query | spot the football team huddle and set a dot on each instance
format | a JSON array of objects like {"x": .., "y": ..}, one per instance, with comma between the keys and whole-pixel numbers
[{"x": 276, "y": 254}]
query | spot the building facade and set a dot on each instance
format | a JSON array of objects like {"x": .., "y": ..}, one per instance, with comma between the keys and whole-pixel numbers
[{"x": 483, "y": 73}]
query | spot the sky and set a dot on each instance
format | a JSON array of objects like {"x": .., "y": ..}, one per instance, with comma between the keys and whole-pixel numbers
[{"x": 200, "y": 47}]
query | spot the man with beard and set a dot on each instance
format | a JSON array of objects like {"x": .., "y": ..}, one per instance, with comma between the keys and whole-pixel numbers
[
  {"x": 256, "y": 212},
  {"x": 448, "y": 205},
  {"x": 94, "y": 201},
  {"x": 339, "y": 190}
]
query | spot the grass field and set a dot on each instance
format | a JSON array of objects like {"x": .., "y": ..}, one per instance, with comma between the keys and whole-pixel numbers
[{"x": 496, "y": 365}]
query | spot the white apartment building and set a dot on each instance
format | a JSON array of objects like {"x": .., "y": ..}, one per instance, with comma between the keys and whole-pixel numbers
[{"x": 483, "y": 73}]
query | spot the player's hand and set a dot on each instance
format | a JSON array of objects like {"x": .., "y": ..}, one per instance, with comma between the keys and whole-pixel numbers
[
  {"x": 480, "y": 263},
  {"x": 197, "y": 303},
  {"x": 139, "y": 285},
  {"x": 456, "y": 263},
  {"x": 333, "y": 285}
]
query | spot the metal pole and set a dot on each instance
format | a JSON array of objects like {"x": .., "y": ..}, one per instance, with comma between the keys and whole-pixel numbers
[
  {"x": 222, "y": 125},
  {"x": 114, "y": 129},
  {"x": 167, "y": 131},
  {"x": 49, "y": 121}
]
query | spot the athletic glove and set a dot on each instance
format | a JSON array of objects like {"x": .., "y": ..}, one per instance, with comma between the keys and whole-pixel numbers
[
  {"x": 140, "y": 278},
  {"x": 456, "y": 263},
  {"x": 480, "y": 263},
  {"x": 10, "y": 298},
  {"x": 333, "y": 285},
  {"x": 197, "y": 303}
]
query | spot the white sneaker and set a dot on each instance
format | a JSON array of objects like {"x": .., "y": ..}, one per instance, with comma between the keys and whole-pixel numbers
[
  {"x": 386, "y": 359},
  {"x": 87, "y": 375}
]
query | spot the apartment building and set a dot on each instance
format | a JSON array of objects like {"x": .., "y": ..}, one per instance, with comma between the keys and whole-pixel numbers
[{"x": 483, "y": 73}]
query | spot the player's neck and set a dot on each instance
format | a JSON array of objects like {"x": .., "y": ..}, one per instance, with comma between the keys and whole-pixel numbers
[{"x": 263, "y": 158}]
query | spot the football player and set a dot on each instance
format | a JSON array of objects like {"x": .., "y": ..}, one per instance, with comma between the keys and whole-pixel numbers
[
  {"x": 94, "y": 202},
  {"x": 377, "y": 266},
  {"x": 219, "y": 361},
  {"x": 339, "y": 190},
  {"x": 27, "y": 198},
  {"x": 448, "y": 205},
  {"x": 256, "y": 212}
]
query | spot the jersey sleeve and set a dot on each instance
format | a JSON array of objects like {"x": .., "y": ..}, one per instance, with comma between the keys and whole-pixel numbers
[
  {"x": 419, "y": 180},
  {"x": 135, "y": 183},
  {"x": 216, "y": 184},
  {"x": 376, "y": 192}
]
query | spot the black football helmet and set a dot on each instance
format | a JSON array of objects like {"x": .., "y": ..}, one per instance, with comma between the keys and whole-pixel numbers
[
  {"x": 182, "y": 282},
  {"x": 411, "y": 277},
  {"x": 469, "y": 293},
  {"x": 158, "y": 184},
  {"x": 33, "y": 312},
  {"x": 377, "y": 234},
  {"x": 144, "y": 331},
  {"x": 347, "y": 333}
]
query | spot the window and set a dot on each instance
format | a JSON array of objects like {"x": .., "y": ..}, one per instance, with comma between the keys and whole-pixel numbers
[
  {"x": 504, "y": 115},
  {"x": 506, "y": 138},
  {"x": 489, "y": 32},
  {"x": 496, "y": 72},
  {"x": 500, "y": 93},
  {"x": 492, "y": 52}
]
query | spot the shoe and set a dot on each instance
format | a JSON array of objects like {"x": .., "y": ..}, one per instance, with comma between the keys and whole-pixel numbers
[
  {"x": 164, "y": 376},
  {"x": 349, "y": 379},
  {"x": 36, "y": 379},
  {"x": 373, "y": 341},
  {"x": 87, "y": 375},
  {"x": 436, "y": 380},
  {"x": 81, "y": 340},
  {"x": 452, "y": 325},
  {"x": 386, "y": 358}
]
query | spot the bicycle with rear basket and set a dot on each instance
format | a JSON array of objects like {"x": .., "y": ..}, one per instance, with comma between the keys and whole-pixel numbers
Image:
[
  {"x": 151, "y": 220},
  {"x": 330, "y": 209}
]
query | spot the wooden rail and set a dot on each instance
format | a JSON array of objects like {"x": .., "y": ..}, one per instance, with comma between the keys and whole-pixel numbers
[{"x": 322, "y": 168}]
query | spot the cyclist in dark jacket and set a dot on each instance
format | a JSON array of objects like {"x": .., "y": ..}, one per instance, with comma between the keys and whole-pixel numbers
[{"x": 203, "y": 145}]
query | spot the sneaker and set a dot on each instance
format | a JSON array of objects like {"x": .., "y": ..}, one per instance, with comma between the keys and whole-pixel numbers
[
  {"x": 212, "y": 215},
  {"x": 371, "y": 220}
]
•••
• Work to complete: Can you copy out every row above verbatim, without changing a single character?

• Complete response:
query | spot the football team huddle and set a dot on each instance
format | a JSON array of objects like {"x": .., "y": ..}, one per instance, with comma between the keys and whole-pixel numbers
[{"x": 276, "y": 254}]
query | spot the building facade and set a dot on each instance
format | a JSON array of objects like {"x": .., "y": ..}, one per instance, with comma between the keys and whole-pixel numbers
[{"x": 483, "y": 73}]
query | spot the sky and set a dot on each instance
format | a JSON array of objects like {"x": .., "y": ..}, one per instance, with comma between the keys and whole-pixel numbers
[{"x": 200, "y": 47}]
query | spot the man with beard and set a dot on each instance
format | a JSON array of objects like {"x": .., "y": ..}, one per instance, with comma between the keys and whole-pixel numbers
[
  {"x": 256, "y": 212},
  {"x": 448, "y": 205},
  {"x": 94, "y": 201},
  {"x": 339, "y": 190}
]
query | spot the grass field and set a dot on each instance
format | a JSON array of objects like {"x": .., "y": ..}, one per instance, with comma between the keys and whole-pixel numbers
[{"x": 496, "y": 365}]
query | spot the white apartment building and set a dot on each instance
format | a JSON array of objects like {"x": .., "y": ..}, one per instance, with comma between the keys and whole-pixel numbers
[{"x": 483, "y": 73}]
query | spot the player's hand and set a dot on each instance
format | a JSON array of objects like {"x": .., "y": ..}, one per instance, with comma between the keys and whole-pixel numbers
[
  {"x": 480, "y": 263},
  {"x": 197, "y": 303},
  {"x": 139, "y": 285},
  {"x": 456, "y": 263},
  {"x": 333, "y": 285}
]
query | spot the metal pole and set a dot on each instance
format | a JSON array of objects like {"x": .., "y": ..}, one per instance, with comma between the keys and whole-pixel numbers
[
  {"x": 222, "y": 125},
  {"x": 114, "y": 129},
  {"x": 167, "y": 131},
  {"x": 49, "y": 121}
]
query | spot the athletic glove and set a dot on each instance
format | a JSON array of objects like {"x": .., "y": ..}, one per instance, with comma between the keys and whole-pixel numbers
[
  {"x": 140, "y": 278},
  {"x": 456, "y": 263},
  {"x": 480, "y": 263},
  {"x": 10, "y": 298},
  {"x": 333, "y": 285},
  {"x": 197, "y": 303}
]
query | spot the white sneaker and set a dot on each instance
format | a JSON array of objects like {"x": .., "y": ..}, one per instance, with comma between the keys and whole-pixel numbers
[
  {"x": 386, "y": 359},
  {"x": 87, "y": 375}
]
query | spot the apartment building and set a dot on each instance
format | a JSON array of objects like {"x": .., "y": ..}, one per instance, with comma between the keys and whole-pixel numbers
[{"x": 483, "y": 73}]
query | spot the player's neck and set a dot on each instance
format | a JSON array of objects like {"x": .., "y": ..}, one per instance, with comma between the keys and whole-pixel numbers
[{"x": 263, "y": 158}]
query | spot the football player and set a dot on each instance
format | a JSON array of objects like {"x": .., "y": ..}, one per instance, with comma between the keys and whole-pixel numbers
[
  {"x": 94, "y": 202},
  {"x": 377, "y": 266},
  {"x": 219, "y": 361},
  {"x": 339, "y": 190},
  {"x": 27, "y": 198},
  {"x": 448, "y": 205},
  {"x": 256, "y": 212}
]
query | spot the jersey sleeve and set a dot on each instance
format | a JSON array of objects like {"x": .., "y": ..}, one per instance, with comma between the keys and whole-pixel numbers
[
  {"x": 419, "y": 180},
  {"x": 135, "y": 183},
  {"x": 216, "y": 184},
  {"x": 376, "y": 192}
]
query | spot the black football helmet and set a dot on each instance
format | a JSON array of objects like {"x": .., "y": ..}, one per instance, with comma between the keys and whole-pixel numbers
[
  {"x": 182, "y": 282},
  {"x": 411, "y": 277},
  {"x": 469, "y": 293},
  {"x": 158, "y": 184},
  {"x": 33, "y": 312},
  {"x": 377, "y": 234},
  {"x": 144, "y": 331},
  {"x": 347, "y": 333}
]
query | spot the window and set a dot on each instance
format | a JSON array of objects like {"x": .., "y": ..}, one per instance, with comma between the keys and whole-pixel numbers
[
  {"x": 504, "y": 115},
  {"x": 506, "y": 138},
  {"x": 489, "y": 32},
  {"x": 496, "y": 72},
  {"x": 500, "y": 93},
  {"x": 492, "y": 52}
]
query | spot the shoe and set a dot on each instance
format | a JSON array of objects like {"x": .., "y": ..}, one per instance, with comma between the keys and whole-pixel numbers
[
  {"x": 164, "y": 376},
  {"x": 349, "y": 379},
  {"x": 36, "y": 379},
  {"x": 373, "y": 341},
  {"x": 87, "y": 375},
  {"x": 436, "y": 380},
  {"x": 81, "y": 340},
  {"x": 452, "y": 325},
  {"x": 386, "y": 358}
]
query | spot the bicycle with rear basket and set a dot on each instance
format | a JSON array of objects like {"x": .., "y": ..}, one per instance, with comma between the keys and whole-pixel numbers
Image:
[
  {"x": 151, "y": 220},
  {"x": 330, "y": 209}
]
query | spot the wooden rail and set a dot on each instance
format | a JSON array of objects like {"x": .., "y": ..}, one per instance, with comma between the keys and whole-pixel numbers
[{"x": 322, "y": 168}]
query | spot the cyclist in dark jacket and set a dot on each instance
format | a JSON array of objects like {"x": .., "y": ..}, one per instance, with comma between the keys and whole-pixel numbers
[{"x": 203, "y": 145}]
query | spot the sneaker and set a dot on each instance
format | a JSON array of objects like {"x": .., "y": ..}, one per instance, with comma between the keys and whole-pixel numbers
[
  {"x": 212, "y": 215},
  {"x": 371, "y": 220}
]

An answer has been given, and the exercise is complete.